Graph-native storage: Network queries (shortest path, centrality, community detection) are first-class operations

Cypher expressiveness: Queries like "find all paths between Pain and Konoha characters" are concise

Visualization: Built-in Neo4j Browser for quick exploration

Flexibility: Can mix structured properties with graph traversals

Why Subtitle Files?

Precision: Subtitle timing provides frame-accurate scene boundaries

Availability: Fansub .ass files widely available for popular anime

Speaker proxy: Character mentions in dialogue ≈ character presence in scene

Reproducibility: Subtitle files are the source of truth, not manual annotation

Why Multi-Label Pattern?

Query simplicity: MATCH (c:ChūninExams) is cleaner than MATCH (c)-[:APPEARS_IN]->(:Arc {name: "Chunin Exams"})

DIRECTIVES |
A: Quote the design notes word for word, from "Why Subtitle Files?" up to and including "Why Multi-Label Pattern?".
B: According to the design notes, what does subtitle timing provide?
C: Carry on the design notes from the point where they stop.

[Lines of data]
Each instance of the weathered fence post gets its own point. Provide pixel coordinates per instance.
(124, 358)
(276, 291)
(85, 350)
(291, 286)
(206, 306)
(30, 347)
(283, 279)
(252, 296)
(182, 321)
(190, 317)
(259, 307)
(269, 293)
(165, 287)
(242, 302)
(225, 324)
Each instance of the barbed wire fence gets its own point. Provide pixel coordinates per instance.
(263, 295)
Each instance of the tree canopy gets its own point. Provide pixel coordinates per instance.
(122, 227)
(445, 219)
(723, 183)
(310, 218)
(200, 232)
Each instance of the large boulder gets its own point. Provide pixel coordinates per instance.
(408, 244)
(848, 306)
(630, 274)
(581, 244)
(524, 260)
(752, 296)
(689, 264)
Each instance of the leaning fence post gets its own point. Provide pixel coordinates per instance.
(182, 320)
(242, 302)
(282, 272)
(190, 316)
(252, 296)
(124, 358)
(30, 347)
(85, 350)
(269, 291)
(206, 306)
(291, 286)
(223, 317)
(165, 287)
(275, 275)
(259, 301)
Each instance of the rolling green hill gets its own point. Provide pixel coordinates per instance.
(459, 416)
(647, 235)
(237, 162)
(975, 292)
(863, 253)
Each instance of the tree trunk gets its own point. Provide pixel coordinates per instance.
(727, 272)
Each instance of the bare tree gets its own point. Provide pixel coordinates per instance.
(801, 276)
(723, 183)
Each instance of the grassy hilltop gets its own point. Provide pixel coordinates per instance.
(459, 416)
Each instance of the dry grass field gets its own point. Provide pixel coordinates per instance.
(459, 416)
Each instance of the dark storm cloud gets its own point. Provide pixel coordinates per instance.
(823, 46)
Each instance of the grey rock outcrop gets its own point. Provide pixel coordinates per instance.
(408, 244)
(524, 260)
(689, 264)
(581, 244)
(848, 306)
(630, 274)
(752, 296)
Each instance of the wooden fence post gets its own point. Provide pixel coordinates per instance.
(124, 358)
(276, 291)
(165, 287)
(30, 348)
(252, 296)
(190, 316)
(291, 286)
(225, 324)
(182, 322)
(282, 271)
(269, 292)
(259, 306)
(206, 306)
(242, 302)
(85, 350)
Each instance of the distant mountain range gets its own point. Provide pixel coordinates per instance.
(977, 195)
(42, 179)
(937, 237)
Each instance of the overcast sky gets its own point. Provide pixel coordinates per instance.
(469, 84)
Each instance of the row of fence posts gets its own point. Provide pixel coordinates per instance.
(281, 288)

--

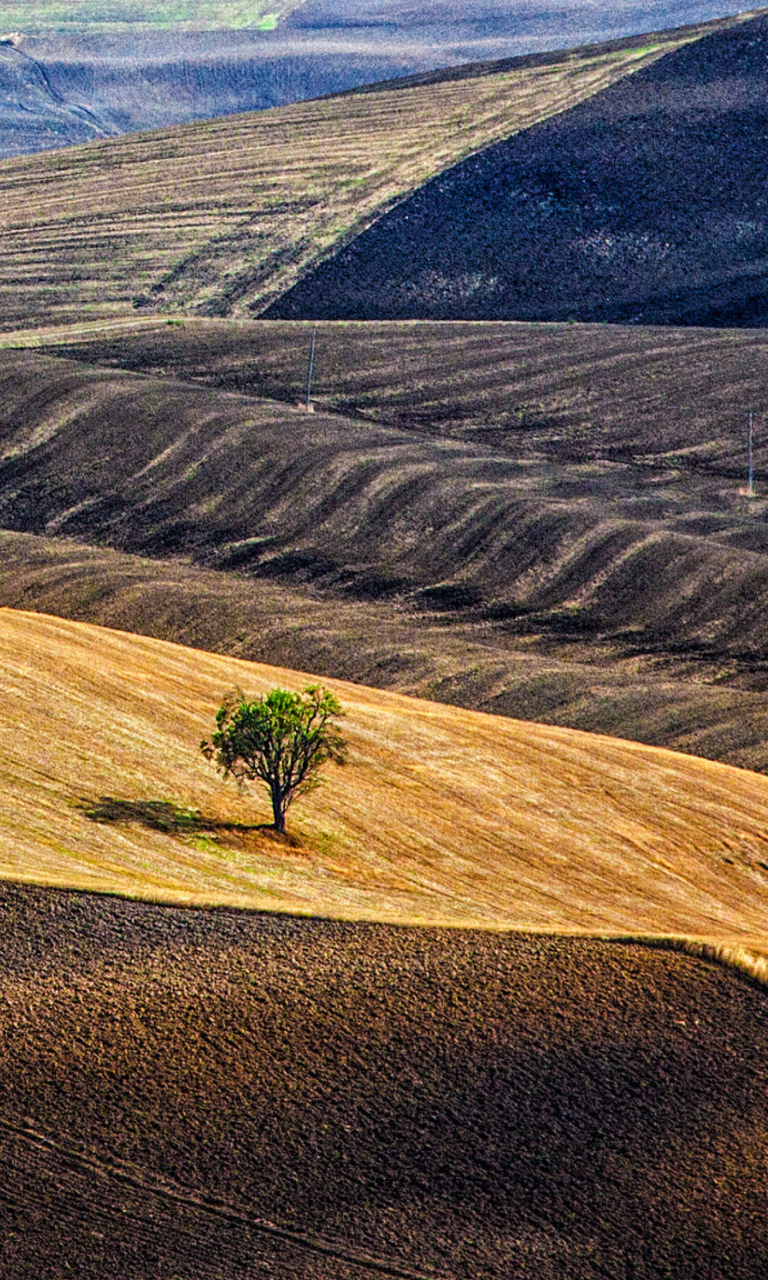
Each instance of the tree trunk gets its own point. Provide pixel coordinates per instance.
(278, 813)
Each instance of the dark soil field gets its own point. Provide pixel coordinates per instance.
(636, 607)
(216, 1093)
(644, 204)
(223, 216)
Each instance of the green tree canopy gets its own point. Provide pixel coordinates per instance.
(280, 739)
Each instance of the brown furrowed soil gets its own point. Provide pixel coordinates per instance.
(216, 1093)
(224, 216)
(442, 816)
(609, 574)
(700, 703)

TASK-BY-TASK OUTPUTS |
A:
Why Subtitle Files?

Precision: Subtitle timing provides frame-accurate scene boundaries

Availability: Fansub .ass files widely available for popular anime

Speaker proxy: Character mentions in dialogue ≈ character presence in scene

Reproducibility: Subtitle files are the source of truth, not manual annotation

Why Multi-Label Pattern?

B: Frame-accurate scene boundaries.

C:
Storage efficiency: No need for separate Arc nodes

Built-in arc counting: labels(c) gives immediate arc participation

Tradeoff: Less flexible for many arcs (would become unwieldy for 100+ arcs), but perfect for our 3-arc scope


Performance Considerations

Current Scale

  • 87 unique characters
  • 150 character-arc records (87 chars × avg 1.7 arcs each)
  • 36 manual edges (72 bidirectional)
  • ~500 subtitle files across 3 arcs

Expected Scale (Full Pipeline)

  • ~1,200 scenes per arc (30 episodes × 40 scenes/episode)
  • ~10,000 edges per arc (estimated)
  • Query time: <100ms for typical centrality queries

Optimization Notes

  • Indexes on: character_id, name, affiliation_primary, role_type, estimated_importance
  • Cypher hints: Use USING INDEX for large traversals
  • Batch imports: Use UNWIND for bulk edge creation (see cypher_import_edges.cypher)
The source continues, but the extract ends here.